[What is being asked]
Please copy everything from the line containing "decorative tray -> outlines" down to the line containing "MULTIPOLYGON (((132 126, 129", substituting "serving tray" for "decorative tray" and leaving the rest unchanged.

++++ Rows

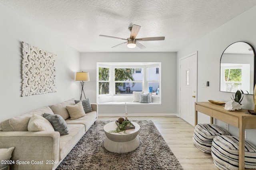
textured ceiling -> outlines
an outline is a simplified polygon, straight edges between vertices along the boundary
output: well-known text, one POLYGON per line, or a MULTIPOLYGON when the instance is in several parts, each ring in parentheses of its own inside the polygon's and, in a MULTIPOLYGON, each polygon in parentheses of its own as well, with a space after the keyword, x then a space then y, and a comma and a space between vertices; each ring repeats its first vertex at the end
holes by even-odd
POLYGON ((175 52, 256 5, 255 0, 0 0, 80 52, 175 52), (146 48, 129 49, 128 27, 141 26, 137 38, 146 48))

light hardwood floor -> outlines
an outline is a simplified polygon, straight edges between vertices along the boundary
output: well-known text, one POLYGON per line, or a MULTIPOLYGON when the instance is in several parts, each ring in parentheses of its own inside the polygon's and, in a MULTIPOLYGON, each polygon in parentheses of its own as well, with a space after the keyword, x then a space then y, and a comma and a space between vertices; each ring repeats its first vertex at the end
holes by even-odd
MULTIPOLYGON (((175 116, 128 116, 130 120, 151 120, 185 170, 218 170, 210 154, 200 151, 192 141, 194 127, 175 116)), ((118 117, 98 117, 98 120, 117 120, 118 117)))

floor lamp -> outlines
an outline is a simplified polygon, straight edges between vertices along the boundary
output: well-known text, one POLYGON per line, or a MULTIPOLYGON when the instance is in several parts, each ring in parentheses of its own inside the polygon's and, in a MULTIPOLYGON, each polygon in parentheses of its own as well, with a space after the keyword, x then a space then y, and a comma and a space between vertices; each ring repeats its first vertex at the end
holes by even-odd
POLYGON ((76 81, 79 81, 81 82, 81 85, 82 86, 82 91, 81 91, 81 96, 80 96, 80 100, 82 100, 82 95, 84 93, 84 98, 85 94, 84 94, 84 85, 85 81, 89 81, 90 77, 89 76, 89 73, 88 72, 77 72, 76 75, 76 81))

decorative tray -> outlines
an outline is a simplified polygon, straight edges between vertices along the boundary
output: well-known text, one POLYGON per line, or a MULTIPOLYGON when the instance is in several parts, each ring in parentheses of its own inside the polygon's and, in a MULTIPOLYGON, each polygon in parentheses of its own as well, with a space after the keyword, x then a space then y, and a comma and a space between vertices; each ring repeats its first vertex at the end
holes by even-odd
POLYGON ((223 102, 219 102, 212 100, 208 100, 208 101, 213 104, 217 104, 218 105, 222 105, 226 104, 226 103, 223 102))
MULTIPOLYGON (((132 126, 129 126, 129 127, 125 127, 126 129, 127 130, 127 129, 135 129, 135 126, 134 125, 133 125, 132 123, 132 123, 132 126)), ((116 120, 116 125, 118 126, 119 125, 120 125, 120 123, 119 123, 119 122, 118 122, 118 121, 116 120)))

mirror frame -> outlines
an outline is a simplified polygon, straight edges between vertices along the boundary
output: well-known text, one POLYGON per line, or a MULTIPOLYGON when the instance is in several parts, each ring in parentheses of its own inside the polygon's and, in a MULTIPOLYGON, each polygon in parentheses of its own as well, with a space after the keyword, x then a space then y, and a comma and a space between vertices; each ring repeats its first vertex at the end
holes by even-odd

++++++++
++++ Rows

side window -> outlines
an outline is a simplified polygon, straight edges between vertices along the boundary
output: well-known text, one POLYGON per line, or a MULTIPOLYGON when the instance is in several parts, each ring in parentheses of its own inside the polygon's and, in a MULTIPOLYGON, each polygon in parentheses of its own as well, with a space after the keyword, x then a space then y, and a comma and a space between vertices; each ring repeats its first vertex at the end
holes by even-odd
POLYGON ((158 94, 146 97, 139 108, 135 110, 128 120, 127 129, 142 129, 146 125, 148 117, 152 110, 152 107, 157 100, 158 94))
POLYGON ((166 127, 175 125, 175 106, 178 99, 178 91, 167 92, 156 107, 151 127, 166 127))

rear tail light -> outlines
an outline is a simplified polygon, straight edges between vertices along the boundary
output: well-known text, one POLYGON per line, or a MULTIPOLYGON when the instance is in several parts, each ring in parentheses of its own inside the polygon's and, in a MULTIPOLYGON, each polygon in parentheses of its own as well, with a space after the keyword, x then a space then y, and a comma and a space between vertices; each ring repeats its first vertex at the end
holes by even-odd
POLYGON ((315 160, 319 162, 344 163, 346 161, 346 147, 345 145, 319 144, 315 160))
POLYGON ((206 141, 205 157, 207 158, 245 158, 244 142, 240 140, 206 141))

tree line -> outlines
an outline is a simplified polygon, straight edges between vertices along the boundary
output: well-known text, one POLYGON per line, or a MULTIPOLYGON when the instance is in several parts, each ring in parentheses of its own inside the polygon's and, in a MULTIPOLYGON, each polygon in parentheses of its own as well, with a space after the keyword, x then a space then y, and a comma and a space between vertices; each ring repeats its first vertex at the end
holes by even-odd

++++++++
++++ Rows

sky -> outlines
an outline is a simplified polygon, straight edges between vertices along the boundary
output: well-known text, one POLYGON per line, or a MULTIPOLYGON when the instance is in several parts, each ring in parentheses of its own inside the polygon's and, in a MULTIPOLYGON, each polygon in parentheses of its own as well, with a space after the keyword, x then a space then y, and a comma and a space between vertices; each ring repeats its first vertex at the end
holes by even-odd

++++++++

[Finished task]
serving tray -> outlines
an outline is a simplified polygon, straight edges between vertices along the boundary
output: well-known text, one POLYGON per line, or a MULTIPOLYGON when the instance is in several parts, each ring in parentheses of its own inside the polygon's and, in a MULTIPOLYGON, each polygon in parentheses of its own as well, with a space after the keyword, x then a space then y, and a comma and a space between vertices; each ring repeats its first vertex at the end
holes by even-odd
POLYGON ((223 102, 219 102, 212 100, 208 100, 208 101, 213 104, 217 104, 218 105, 222 105, 226 104, 226 103, 223 102))
MULTIPOLYGON (((132 126, 129 126, 129 127, 125 127, 126 129, 127 130, 127 129, 135 129, 135 126, 134 125, 133 125, 132 123, 132 123, 132 126)), ((116 120, 116 125, 118 126, 119 125, 120 125, 120 123, 119 123, 119 122, 118 122, 118 121, 116 120)))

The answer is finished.